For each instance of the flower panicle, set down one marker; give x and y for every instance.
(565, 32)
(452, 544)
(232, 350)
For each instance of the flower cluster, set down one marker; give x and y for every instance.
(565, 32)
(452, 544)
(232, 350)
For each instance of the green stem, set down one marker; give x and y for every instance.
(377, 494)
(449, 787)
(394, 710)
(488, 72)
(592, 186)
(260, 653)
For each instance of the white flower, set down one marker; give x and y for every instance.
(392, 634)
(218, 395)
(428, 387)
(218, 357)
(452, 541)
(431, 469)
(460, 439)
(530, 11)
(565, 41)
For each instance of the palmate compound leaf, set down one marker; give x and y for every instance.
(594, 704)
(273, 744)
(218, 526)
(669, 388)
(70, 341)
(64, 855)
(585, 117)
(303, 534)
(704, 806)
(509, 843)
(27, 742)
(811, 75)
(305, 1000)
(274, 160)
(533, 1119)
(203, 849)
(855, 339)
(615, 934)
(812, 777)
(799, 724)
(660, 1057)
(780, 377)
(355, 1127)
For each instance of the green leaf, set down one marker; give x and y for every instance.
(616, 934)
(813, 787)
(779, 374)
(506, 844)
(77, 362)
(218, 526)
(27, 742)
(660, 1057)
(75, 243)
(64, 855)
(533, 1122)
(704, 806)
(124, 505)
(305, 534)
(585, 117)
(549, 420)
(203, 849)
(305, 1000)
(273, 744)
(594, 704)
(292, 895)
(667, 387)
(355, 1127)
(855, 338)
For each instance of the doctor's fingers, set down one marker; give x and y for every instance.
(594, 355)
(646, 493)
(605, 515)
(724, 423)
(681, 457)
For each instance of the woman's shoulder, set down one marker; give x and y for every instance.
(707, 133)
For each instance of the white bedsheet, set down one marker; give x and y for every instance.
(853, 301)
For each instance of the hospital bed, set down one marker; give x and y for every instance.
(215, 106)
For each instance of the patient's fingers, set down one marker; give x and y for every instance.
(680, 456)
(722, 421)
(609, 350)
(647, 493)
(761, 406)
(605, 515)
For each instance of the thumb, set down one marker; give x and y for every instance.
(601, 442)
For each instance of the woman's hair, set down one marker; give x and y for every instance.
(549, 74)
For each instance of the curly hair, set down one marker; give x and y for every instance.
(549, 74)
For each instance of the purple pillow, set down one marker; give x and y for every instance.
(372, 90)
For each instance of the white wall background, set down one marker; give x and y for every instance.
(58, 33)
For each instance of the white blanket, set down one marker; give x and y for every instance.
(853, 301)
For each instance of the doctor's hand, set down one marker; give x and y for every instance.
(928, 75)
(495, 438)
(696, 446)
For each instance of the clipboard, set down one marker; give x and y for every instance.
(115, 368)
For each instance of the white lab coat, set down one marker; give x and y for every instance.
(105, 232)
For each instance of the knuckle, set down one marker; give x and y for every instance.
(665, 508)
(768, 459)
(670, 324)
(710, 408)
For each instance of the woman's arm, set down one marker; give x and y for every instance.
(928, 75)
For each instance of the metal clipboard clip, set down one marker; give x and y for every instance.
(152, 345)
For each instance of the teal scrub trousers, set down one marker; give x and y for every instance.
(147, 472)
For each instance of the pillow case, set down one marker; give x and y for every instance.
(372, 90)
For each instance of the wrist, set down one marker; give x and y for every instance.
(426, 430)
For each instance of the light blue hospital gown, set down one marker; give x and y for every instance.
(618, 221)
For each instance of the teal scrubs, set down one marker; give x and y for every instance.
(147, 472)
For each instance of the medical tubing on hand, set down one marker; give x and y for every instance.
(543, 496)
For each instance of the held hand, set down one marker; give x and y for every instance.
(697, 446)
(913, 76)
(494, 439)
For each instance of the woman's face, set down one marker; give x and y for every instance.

WORK TO BE COMPLETED:
Transfer the rows from the line with "For each instance of the woman's hair, set" through the end of the rows, requests included, and add 58 to every x and y coordinate in the answers.

EXERCISE OUTPUT:
For each instance of the woman's hair, set down one marker; give x and y for every instance.
(607, 132)
For each instance of the curly hair, set down one marker; give x and y for every instance.
(607, 132)
For each instance of the purple pillow, set down one marker; give x and y for every instance.
(430, 148)
For each instance of the white wall background, set down one marker; give x and y for every instance.
(116, 91)
For each instance of the white blanket, set down one marker; give x and y for every instance.
(911, 359)
For each instance of the doctor's hand, set down one marker; give x and y for every instance.
(986, 133)
(553, 496)
(754, 504)
For each instance of the clipboard, set down one marker; give x and y for every instance.
(173, 426)
For each instance of the white lab coat, set down one marker; give x and y for every instance.
(163, 290)
For each instance of the knuckle, set down one marker; give x and y for every instance.
(723, 566)
(826, 517)
(728, 382)
(768, 466)
For each instance of the woman's arm, set down one marker; give x and y for every instance.
(986, 133)
For each instance of the metal clipboard clip, set down one marker; give x and y for every instance.
(210, 403)
For each instance of the teal scrub trousers, set down one marker; give x and y for every instance.
(205, 530)
For each instance of the pillow case, set down one marker; give x and y for every instance.
(430, 148)
For each instance of the wrist, set down one marker; give x and y for every instance.
(484, 488)
For each instance of the light blue hospital gown, set down one marker; give x and y for every instance.
(676, 279)
For each instance of the teal scrubs, set down one marker; give x and y for every instance.
(205, 530)
For each instance of the medical tubing on hand, set down one marker; give x and y for every instance.
(601, 554)
For each instance of the held hand, set down one marker; give x and y for every instance.
(755, 504)
(971, 134)
(552, 497)
For each instance of the woman's face, set down one marker; give x and y for every instance.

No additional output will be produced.